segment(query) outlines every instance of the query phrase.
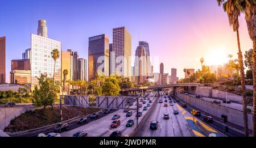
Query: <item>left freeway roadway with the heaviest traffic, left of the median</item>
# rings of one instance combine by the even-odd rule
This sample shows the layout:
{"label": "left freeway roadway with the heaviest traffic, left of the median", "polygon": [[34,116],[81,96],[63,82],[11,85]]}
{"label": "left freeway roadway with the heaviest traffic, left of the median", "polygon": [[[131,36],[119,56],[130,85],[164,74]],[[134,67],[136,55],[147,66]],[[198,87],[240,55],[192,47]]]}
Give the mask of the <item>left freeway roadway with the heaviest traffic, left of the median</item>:
{"label": "left freeway roadway with the heaviest traffic, left of the median", "polygon": [[[154,103],[156,100],[154,97],[148,97],[148,98],[150,98],[152,100],[152,103]],[[139,99],[141,99],[141,98],[139,98]],[[148,102],[149,102],[149,100],[146,100],[146,104],[143,104],[143,107],[146,107]],[[134,102],[133,106],[131,108],[136,108],[135,104],[136,103]],[[139,102],[139,104],[142,104],[142,103]],[[142,111],[143,107],[140,109],[140,111],[142,112],[142,117],[139,117],[139,122],[141,122],[141,119],[148,111],[148,110]],[[148,108],[150,108],[150,107],[148,107]],[[119,118],[119,120],[121,121],[121,125],[118,126],[117,128],[111,128],[110,124],[113,121],[112,117],[115,114],[119,114],[121,116]],[[126,127],[126,122],[130,119],[134,120],[135,124],[132,127]],[[80,126],[79,128],[69,130],[68,132],[63,132],[63,133],[61,133],[61,136],[71,137],[71,136],[73,136],[73,134],[75,132],[78,132],[80,130],[87,132],[89,137],[107,137],[115,130],[121,131],[122,136],[130,136],[135,128],[136,128],[136,111],[133,110],[133,115],[131,117],[126,117],[126,113],[123,112],[122,109],[120,109],[117,112],[110,113],[108,116],[102,117],[101,119],[98,119],[98,120],[90,122],[86,125]]]}

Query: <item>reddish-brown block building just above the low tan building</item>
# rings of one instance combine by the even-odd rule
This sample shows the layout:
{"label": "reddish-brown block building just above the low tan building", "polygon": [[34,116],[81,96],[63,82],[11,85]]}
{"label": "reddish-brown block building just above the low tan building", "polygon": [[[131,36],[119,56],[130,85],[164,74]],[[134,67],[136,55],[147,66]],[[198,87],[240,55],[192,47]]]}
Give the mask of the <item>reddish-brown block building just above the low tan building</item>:
{"label": "reddish-brown block building just above the low tan building", "polygon": [[11,70],[31,70],[30,60],[11,60]]}

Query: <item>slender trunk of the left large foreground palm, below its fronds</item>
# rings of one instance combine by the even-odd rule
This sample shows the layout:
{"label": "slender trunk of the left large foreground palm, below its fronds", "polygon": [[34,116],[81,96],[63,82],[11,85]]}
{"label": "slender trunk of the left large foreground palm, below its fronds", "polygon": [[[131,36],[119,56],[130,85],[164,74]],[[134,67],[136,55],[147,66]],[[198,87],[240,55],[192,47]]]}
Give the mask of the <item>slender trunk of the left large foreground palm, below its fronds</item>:
{"label": "slender trunk of the left large foreground palm, below its fronds", "polygon": [[241,52],[241,46],[240,46],[240,37],[239,37],[239,31],[237,29],[237,44],[238,44],[238,62],[240,65],[240,74],[241,74],[241,91],[242,91],[242,105],[243,105],[243,123],[244,123],[244,132],[245,136],[248,137],[248,117],[247,117],[247,103],[246,103],[246,94],[245,94],[245,71],[243,67],[243,56]]}

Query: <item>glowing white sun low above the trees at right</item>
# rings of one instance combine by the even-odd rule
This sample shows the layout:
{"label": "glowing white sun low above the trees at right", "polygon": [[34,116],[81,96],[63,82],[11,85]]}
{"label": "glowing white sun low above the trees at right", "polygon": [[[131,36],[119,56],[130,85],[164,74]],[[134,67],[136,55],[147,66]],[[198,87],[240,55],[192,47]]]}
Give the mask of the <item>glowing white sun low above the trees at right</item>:
{"label": "glowing white sun low above the trees at right", "polygon": [[224,49],[212,49],[204,60],[207,65],[222,65],[228,62],[228,52]]}

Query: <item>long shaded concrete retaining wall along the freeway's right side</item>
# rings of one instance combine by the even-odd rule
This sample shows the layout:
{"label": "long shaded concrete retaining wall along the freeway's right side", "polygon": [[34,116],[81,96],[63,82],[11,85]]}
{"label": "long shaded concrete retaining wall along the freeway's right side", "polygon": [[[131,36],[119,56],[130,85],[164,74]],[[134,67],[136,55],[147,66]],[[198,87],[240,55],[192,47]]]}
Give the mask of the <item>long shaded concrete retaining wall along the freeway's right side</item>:
{"label": "long shaded concrete retaining wall along the freeway's right side", "polygon": [[[200,109],[201,111],[207,112],[210,115],[216,116],[218,118],[221,117],[222,114],[228,115],[228,121],[232,122],[233,124],[244,126],[243,125],[243,112],[235,109],[229,108],[222,104],[215,104],[204,100],[202,98],[195,98],[194,96],[184,95],[184,94],[177,94],[177,97],[189,105]],[[252,115],[250,113],[248,115],[248,126],[249,129],[252,129]]]}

• _WHAT YOU NEED TO DO_
Please repeat the records above exactly, omitting any pictures they contain.

• _TASK ANSWER_
segment(query) outlines every instance of the query phrase.
Query: <item>left freeway roadway with the heaviest traffic, left of the median</item>
# rings of one instance combine by the even-odd rule
This sample shows the layout:
{"label": "left freeway roadway with the heaviest traffic, left of the median", "polygon": [[34,116],[81,96],[63,82],[11,85]]}
{"label": "left freeway roadway with the heaviest traffic, left of the median", "polygon": [[[131,36],[119,56],[130,85],[164,74]],[[134,67],[136,55],[147,66]],[[198,87],[240,55],[192,47]]]}
Give the mask of the <item>left freeway roadway with the heaviest traffic, left of the median</item>:
{"label": "left freeway roadway with the heaviest traffic, left of the median", "polygon": [[[154,103],[156,100],[154,97],[148,97],[148,98],[150,98],[152,100],[152,103]],[[139,99],[141,99],[141,98],[139,98]],[[148,102],[149,102],[149,100],[146,100],[146,104],[143,104],[143,107],[146,107]],[[134,102],[133,106],[131,108],[136,108],[135,104],[136,103]],[[139,102],[139,104],[142,104],[142,103]],[[142,111],[143,107],[140,109],[140,111],[142,112],[142,117],[139,117],[139,122],[141,122],[141,119],[148,111],[148,110]],[[148,108],[150,108],[150,107],[148,107]],[[119,118],[119,120],[121,121],[121,125],[118,126],[117,128],[111,128],[110,124],[113,121],[112,117],[115,114],[119,114],[121,116]],[[126,127],[126,122],[130,119],[134,120],[135,124],[132,127]],[[80,126],[79,128],[69,130],[68,132],[63,132],[63,133],[61,133],[61,136],[71,137],[71,136],[73,136],[73,134],[75,132],[78,132],[80,130],[87,132],[89,137],[107,137],[115,130],[121,131],[122,136],[130,136],[135,128],[136,128],[136,111],[133,110],[133,115],[131,117],[126,117],[126,113],[123,112],[122,109],[120,109],[117,112],[110,113],[108,116],[102,117],[101,119],[98,119],[98,120],[90,122],[86,125]]]}

Query: <item>reddish-brown block building just above the low tan building</item>
# rings of one instance combine by the even-odd rule
This sample shows the layout:
{"label": "reddish-brown block building just above the low tan building", "polygon": [[34,116],[81,96],[63,82],[11,85]]}
{"label": "reddish-brown block building just above the low tan building", "polygon": [[[131,36],[119,56],[130,85],[164,74]],[[134,67],[136,55],[147,66]],[[198,87],[240,55],[192,47]]]}
Give the mask of the <item>reddish-brown block building just above the low tan building</item>:
{"label": "reddish-brown block building just above the low tan building", "polygon": [[11,70],[31,70],[30,60],[11,60]]}

Query: <item>slender trunk of the left large foreground palm, below its fronds</item>
# rings of one instance combine by the even-odd rule
This sample shows the layout:
{"label": "slender trunk of the left large foreground palm, below its fronds", "polygon": [[34,116],[81,96],[63,82],[11,85]]}
{"label": "slender trunk of the left large foreground palm, below its fronds", "polygon": [[[131,36],[119,56],[130,85],[164,74]],[[134,67],[136,55],[147,66]],[[198,87],[240,55],[192,47]]]}
Give the mask of the <item>slender trunk of the left large foreground palm, below its fronds</item>:
{"label": "slender trunk of the left large foreground palm, below its fronds", "polygon": [[241,52],[241,46],[240,46],[240,37],[239,37],[239,31],[237,29],[237,44],[238,44],[238,62],[240,65],[240,74],[241,74],[241,91],[242,91],[242,105],[243,105],[243,123],[244,123],[244,132],[245,136],[248,137],[248,117],[247,117],[247,103],[246,103],[246,94],[245,94],[245,71],[243,67],[243,56]]}

Query: <item>glowing white sun low above the trees at right</item>
# rings of one instance combine by the even-odd rule
This sample shows the layout:
{"label": "glowing white sun low above the trees at right", "polygon": [[34,116],[81,96],[63,82],[11,85]]}
{"label": "glowing white sun low above the trees at right", "polygon": [[[131,36],[119,56],[130,85],[164,74]],[[134,67],[136,55],[147,66]],[[198,87],[240,55],[192,47]]]}
Give the mask of the <item>glowing white sun low above the trees at right</item>:
{"label": "glowing white sun low above the trees at right", "polygon": [[224,49],[212,49],[204,60],[207,65],[222,65],[228,62],[228,52]]}

Query: <item>long shaded concrete retaining wall along the freeway's right side</item>
# rings of one instance combine by the even-odd rule
This sample shows the layout:
{"label": "long shaded concrete retaining wall along the freeway's right side", "polygon": [[34,116],[81,96],[63,82],[11,85]]}
{"label": "long shaded concrete retaining wall along the freeway's right side", "polygon": [[[131,36],[119,56],[130,85],[164,74]],[[134,67],[136,55],[147,66]],[[198,87],[240,55],[192,47]]]}
Give the mask of the <item>long shaded concrete retaining wall along the freeway's right side</item>:
{"label": "long shaded concrete retaining wall along the freeway's right side", "polygon": [[[200,109],[201,111],[207,112],[210,115],[216,116],[218,118],[221,117],[222,114],[228,115],[228,121],[232,122],[233,124],[244,126],[243,125],[243,112],[235,109],[229,108],[222,104],[215,104],[204,100],[202,98],[195,98],[194,96],[184,95],[184,94],[177,94],[177,97],[189,105]],[[252,115],[250,113],[248,115],[248,126],[249,129],[252,129]]]}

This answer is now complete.